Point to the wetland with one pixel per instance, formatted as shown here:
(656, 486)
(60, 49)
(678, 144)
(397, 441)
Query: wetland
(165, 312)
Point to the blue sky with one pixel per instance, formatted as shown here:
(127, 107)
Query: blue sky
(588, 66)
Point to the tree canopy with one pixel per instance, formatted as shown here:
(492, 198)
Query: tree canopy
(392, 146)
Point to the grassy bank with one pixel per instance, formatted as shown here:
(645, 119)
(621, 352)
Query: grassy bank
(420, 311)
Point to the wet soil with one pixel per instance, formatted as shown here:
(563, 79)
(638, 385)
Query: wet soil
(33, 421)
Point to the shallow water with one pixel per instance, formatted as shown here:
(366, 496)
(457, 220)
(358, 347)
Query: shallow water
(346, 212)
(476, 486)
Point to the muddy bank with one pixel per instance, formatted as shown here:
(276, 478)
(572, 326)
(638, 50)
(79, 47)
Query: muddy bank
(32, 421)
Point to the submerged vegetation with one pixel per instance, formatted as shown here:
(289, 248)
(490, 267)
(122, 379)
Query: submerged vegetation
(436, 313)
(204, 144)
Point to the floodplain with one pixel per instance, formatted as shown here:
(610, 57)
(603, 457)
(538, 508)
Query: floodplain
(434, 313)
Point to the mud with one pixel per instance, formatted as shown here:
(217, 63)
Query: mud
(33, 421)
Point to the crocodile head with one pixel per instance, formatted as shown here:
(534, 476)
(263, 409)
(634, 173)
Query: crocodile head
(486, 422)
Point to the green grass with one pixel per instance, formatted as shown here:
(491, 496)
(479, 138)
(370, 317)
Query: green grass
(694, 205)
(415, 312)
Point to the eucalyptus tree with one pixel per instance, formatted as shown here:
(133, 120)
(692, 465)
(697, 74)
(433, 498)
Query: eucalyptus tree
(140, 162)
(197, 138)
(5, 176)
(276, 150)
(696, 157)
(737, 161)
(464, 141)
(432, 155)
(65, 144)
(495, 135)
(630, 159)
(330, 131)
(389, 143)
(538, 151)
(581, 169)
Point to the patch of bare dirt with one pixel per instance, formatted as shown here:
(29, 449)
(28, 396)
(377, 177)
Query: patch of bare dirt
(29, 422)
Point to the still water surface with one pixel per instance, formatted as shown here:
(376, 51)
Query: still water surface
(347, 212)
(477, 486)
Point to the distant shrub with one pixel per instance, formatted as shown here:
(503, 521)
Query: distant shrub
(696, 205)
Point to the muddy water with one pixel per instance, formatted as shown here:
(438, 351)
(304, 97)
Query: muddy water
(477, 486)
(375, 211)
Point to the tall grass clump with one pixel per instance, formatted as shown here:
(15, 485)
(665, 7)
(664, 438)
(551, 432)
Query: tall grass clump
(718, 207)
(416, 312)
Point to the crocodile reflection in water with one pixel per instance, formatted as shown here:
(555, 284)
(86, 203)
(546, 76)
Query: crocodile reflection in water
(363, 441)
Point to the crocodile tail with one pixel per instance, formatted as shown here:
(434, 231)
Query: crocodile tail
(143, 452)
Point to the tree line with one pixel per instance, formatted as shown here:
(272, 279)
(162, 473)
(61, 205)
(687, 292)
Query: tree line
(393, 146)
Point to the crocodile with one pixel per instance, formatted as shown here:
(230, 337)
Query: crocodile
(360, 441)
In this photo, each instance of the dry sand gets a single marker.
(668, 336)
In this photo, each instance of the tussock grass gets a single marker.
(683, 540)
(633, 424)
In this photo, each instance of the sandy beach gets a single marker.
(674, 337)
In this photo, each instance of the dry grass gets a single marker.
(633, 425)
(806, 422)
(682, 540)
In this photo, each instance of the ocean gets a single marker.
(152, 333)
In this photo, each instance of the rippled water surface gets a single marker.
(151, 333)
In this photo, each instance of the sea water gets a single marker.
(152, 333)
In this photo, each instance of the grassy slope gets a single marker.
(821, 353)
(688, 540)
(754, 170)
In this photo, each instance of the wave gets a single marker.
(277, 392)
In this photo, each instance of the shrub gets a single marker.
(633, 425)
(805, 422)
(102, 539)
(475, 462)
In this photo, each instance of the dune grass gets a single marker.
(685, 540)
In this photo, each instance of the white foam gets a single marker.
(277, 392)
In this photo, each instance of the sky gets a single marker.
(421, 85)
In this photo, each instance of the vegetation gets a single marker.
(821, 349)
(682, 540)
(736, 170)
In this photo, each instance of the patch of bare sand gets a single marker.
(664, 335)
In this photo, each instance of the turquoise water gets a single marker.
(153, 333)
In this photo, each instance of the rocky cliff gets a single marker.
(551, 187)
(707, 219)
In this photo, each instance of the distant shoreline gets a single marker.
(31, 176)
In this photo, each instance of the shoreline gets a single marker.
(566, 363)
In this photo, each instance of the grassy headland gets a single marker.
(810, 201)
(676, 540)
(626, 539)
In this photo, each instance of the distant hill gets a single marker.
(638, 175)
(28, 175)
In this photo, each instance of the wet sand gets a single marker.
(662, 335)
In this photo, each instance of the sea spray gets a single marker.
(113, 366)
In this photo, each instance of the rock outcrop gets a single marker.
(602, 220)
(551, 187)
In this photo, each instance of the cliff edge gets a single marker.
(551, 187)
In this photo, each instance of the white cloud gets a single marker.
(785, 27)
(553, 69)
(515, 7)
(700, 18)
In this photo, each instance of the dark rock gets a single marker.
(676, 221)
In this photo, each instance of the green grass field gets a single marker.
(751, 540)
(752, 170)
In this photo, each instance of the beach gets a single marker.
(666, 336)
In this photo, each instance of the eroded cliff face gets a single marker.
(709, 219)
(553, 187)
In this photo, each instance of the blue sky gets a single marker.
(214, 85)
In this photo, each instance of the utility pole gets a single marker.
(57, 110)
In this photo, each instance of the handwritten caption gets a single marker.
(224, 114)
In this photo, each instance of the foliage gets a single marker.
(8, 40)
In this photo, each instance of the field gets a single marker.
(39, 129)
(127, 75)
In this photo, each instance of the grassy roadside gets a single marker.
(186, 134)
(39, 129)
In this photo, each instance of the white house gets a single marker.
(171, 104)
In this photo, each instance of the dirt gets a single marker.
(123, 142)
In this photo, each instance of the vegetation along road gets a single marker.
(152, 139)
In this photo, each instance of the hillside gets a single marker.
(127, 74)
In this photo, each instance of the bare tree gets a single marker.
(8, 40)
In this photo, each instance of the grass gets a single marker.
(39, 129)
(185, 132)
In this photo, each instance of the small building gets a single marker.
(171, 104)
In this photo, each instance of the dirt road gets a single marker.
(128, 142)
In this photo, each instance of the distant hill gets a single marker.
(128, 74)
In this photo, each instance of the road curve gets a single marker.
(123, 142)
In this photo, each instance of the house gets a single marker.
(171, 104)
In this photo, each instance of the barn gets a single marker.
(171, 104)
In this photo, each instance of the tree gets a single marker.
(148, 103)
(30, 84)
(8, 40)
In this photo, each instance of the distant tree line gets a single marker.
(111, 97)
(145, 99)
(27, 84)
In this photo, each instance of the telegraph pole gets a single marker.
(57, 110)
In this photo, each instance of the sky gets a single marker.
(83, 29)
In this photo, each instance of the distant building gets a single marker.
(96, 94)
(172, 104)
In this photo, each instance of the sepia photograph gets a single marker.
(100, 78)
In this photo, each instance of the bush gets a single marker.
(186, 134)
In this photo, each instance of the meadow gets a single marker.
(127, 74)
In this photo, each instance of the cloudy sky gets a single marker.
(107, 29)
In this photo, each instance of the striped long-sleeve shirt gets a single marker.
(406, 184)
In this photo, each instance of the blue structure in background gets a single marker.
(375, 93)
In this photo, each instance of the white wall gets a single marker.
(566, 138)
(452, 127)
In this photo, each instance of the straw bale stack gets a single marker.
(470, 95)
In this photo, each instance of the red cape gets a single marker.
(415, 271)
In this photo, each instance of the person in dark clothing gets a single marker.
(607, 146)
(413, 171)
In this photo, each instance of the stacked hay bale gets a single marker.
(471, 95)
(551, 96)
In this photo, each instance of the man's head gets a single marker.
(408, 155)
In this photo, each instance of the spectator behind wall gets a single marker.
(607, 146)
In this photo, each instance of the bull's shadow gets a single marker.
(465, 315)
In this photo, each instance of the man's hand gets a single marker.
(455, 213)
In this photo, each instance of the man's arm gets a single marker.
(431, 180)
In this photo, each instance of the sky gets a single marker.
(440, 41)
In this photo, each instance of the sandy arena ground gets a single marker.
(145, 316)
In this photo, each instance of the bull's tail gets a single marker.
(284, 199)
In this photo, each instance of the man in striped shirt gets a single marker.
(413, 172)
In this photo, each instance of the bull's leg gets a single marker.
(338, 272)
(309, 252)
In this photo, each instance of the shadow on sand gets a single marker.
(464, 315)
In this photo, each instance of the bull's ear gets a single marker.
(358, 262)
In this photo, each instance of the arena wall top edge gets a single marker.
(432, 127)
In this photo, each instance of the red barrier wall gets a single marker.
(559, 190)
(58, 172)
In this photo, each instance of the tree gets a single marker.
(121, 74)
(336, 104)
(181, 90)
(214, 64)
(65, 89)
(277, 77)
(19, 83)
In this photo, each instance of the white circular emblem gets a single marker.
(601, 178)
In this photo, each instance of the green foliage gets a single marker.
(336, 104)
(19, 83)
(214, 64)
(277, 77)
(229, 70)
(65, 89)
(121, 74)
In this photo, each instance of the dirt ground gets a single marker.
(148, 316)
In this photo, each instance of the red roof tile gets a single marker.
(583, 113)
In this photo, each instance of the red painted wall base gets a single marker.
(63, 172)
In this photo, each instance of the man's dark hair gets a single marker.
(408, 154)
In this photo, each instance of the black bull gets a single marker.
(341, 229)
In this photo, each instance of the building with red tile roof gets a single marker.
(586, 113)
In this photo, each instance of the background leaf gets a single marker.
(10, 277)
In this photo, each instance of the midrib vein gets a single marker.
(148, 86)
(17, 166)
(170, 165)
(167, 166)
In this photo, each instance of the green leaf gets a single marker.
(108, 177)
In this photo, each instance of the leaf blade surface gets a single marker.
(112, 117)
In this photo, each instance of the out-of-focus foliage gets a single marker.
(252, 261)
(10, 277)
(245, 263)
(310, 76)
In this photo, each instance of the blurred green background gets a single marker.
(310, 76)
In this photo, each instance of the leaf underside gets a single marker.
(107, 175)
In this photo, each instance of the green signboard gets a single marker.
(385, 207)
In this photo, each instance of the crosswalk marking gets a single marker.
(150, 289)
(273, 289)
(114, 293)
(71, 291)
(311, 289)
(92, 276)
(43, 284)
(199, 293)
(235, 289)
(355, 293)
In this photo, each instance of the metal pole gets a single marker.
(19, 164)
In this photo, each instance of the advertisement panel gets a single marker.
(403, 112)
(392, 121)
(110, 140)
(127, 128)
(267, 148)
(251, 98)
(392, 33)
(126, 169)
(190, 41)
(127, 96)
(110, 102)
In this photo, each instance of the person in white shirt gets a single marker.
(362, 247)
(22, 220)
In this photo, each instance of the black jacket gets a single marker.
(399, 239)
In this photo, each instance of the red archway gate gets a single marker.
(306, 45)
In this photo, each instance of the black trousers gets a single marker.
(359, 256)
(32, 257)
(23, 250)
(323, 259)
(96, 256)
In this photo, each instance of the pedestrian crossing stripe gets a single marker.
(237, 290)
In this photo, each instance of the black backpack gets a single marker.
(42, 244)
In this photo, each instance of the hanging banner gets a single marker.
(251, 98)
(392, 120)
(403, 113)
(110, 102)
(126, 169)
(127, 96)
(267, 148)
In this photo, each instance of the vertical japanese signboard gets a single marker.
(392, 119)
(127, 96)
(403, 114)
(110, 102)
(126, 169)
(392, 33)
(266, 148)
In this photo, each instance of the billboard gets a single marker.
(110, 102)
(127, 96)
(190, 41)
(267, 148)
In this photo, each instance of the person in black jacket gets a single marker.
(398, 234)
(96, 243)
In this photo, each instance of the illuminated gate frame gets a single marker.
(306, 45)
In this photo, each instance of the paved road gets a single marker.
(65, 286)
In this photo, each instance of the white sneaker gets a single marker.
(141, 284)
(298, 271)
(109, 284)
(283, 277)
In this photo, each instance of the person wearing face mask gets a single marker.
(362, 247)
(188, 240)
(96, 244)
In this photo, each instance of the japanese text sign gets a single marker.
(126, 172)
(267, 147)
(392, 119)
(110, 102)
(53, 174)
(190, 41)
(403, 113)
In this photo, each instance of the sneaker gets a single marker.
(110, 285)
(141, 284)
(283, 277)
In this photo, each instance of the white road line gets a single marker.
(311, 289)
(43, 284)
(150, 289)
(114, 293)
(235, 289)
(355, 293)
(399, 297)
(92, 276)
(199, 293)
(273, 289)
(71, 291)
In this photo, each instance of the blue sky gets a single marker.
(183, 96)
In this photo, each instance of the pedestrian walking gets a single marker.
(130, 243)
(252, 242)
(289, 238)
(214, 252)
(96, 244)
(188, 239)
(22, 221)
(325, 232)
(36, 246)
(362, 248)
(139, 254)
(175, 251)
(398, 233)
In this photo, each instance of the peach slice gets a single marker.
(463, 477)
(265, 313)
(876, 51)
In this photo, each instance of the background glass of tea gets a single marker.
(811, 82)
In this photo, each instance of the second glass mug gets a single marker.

· · · · · · ·

**About this task**
Look for the line that contains "In this photo, each instance of the vertical" in the listing above. Set down that line and each line after it, ending with the last one.

**Response below**
In this photo, each instance of the vertical japanese signboard gets a single marker.
(392, 119)
(127, 96)
(403, 114)
(110, 102)
(126, 169)
(392, 33)
(266, 148)
In this photo, each instance of the billboard gets a single marker.
(110, 102)
(127, 96)
(190, 41)
(267, 148)
In this photo, each instance of the person in black jacket gets a single marker.
(398, 234)
(96, 243)
In this photo, each instance of the illuminated gate frame gets a single marker.
(306, 45)
In this photo, each instance of the paved road gets a single marker.
(65, 286)
In this photo, each instance of the white sneaker gets a single marker.
(141, 284)
(298, 271)
(109, 284)
(283, 277)
In this photo, each instance of the person wearing face mask gets a single marker.
(362, 247)
(188, 240)
(96, 244)
In this photo, each instance of the japanese text sign gets a single marker.
(126, 172)
(267, 147)
(392, 119)
(110, 102)
(53, 174)
(190, 41)
(403, 113)
In this photo, each instance of the sneaker gets a single marker.
(110, 285)
(141, 284)
(283, 277)
In this photo, each instance of the white road line gets a single marker.
(311, 289)
(43, 284)
(150, 289)
(114, 293)
(235, 289)
(355, 293)
(399, 297)
(92, 276)
(199, 293)
(273, 289)
(71, 291)
In this photo, each instance of the blue sky gets a single marker.
(183, 96)
In this photo, each instance of the pedestrian walking gets a single marker.
(130, 243)
(252, 242)
(289, 238)
(214, 252)
(96, 244)
(188, 239)
(22, 221)
(325, 232)
(36, 246)
(362, 248)
(139, 254)
(175, 251)
(398, 233)
In this photo, each instance of the peach slice gets a single marker.
(463, 477)
(265, 313)
(876, 51)
In this photo, each instance of the background glass of tea gets a single marker.
(811, 82)
In this photo, each instance of the second glass mug gets a single marker.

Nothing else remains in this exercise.